◆ **CONSIGNE DE TRAVAIL**:
Restituez à l'identique le passage du texte sur le spectacle compris entre « Le spectacle s'adresse » et « de la justice. », bornes incluses.

╭─ TEXTE ÉTUDIÉ

C'est l'injustice sociale que les auteurs et la metteure en scène Maïa Sandoz veulent mettre au premier plan des thèmes abordés. Notre époque, qui veut que les riches soient de plus en plus riches et les pauvres de plus pauvres, sert de caisse de résonance extrêmement puissante à cette intention. Rien n'étonne, en fait, lorsque la mère de Robin et de sa sœur, Christabelle, est jetée en prison pour avoir volé un peu de nourriture dans un supermarché pour nourrir ses enfants suite à la perte de son emploi et la disparition du père. Une histoire presque banale dans notre monde, mais un acte que le bon sens répugne à condamner, tandis que les lois économiques et politiques condamnent sans aucune conscience.

Le spectacle s'adresse au sens inné de la justice que portent en eux les enfants pour, en partant de cette situation aux allures tristement documentaires et réalistes, les emporter vers une fiction porteuse d'espoir, de rires et de rêves. Les enfants Robin et Christabelle échappent aux services sociaux d'aide à l'enfance pour s'introduire dans la forêt interdite et commencer une vie affranchie des règles injustes de la cité et de leur maître, quitte à risquer les foudres de la justice.

╰─
╭─ INFORMATIONS FOURNIES

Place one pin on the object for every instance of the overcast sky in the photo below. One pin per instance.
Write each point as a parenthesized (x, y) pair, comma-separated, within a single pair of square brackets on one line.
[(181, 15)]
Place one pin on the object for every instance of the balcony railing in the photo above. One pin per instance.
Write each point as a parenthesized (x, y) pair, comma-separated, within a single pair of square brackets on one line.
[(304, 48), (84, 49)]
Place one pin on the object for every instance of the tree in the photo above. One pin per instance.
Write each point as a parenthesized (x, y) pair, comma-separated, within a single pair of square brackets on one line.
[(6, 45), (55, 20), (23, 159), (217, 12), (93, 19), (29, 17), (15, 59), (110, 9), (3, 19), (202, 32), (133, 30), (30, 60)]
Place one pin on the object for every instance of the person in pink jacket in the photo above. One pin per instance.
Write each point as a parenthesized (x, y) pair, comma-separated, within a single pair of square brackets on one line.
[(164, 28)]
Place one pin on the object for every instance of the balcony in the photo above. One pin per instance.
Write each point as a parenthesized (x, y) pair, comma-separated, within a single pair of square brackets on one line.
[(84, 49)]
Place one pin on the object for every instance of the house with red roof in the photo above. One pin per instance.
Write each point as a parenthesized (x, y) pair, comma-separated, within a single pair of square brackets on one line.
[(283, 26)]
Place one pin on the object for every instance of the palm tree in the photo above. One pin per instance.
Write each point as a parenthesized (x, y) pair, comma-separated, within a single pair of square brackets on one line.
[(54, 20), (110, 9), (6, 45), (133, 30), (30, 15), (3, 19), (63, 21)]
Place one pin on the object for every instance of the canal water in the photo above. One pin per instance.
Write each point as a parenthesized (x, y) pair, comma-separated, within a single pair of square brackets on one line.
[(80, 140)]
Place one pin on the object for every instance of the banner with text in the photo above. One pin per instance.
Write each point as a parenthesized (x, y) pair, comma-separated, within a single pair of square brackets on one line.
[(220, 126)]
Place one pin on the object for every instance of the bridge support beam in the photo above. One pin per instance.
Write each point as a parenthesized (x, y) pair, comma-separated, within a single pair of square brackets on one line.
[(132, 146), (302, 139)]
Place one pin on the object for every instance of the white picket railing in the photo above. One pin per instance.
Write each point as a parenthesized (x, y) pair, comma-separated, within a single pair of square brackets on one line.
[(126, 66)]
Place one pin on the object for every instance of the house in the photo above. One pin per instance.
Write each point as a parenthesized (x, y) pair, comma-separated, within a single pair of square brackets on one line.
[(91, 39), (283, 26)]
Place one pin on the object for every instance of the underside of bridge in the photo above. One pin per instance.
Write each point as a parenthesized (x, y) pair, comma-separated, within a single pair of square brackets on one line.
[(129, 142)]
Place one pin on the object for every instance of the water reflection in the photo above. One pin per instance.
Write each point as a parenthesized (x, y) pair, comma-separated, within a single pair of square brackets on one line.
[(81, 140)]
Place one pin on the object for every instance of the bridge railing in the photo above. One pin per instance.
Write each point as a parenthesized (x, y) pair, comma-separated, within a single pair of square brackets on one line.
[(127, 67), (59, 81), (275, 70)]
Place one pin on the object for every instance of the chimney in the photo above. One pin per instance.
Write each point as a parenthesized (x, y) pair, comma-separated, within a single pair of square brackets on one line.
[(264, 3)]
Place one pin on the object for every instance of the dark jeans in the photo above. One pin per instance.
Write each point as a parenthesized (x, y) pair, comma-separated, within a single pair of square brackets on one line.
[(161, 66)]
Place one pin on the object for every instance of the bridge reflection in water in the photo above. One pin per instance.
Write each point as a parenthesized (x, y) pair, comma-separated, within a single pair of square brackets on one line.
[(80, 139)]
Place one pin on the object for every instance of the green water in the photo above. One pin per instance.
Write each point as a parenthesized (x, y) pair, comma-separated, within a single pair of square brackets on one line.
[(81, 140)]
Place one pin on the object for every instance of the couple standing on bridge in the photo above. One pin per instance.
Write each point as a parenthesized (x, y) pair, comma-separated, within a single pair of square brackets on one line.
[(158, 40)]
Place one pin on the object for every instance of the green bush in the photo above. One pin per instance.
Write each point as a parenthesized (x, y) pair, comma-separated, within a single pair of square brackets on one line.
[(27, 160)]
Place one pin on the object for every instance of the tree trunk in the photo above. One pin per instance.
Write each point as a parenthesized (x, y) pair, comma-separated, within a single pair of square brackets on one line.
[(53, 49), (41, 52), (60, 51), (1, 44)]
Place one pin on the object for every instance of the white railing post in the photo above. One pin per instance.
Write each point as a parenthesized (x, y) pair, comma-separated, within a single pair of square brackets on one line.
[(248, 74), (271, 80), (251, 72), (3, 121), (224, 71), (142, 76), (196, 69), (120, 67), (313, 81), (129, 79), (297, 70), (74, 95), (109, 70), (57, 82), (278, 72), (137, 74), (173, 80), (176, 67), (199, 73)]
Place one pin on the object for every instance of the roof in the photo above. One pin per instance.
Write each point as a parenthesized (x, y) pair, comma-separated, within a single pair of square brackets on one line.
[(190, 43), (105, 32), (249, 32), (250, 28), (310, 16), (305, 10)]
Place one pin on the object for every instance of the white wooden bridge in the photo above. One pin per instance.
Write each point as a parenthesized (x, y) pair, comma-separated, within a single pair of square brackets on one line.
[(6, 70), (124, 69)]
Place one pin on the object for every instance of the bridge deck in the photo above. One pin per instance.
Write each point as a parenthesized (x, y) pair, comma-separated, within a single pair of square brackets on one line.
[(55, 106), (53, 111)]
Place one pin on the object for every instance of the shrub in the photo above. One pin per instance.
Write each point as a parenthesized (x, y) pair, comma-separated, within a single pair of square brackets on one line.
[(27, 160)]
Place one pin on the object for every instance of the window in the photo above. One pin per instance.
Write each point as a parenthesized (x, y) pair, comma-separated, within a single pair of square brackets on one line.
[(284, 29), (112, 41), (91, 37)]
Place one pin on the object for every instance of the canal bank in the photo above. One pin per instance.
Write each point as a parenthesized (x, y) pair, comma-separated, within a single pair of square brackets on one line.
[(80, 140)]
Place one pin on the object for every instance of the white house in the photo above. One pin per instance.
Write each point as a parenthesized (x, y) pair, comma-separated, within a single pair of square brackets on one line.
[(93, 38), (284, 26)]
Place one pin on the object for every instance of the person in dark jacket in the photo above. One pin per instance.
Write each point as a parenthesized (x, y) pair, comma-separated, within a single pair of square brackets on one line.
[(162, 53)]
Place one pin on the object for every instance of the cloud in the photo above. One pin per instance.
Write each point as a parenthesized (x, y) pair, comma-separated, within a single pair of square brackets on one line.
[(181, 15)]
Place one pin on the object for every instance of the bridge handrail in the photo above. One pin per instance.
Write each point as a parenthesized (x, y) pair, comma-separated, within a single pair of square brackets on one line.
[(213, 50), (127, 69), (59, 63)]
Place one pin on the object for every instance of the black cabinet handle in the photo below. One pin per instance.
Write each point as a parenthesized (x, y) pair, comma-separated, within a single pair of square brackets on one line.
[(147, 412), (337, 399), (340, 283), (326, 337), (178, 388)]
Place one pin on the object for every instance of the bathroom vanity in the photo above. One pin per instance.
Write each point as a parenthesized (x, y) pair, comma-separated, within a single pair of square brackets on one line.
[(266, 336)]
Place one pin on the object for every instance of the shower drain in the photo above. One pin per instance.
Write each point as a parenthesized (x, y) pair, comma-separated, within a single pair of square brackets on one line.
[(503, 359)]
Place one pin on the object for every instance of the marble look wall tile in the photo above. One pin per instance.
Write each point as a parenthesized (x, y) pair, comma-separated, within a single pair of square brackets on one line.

╰─

◆ **RÉPONSE À LA CONSIGNE**:
Le spectacle s'adresse au sens inné de la justice que portent en eux les enfants pour, en partant de cette situation aux allures tristement documentaires et réalistes, les emporter vers une fiction porteuse d'espoir, de rires et de rêves. Les enfants Robin et Christabelle échappent aux services sociaux d'aide à l'enfance pour s'introduire dans la forêt interdite et commencer une vie affranchie des règles injustes de la cité et de leur maître, quitte à risquer les foudres de la justice.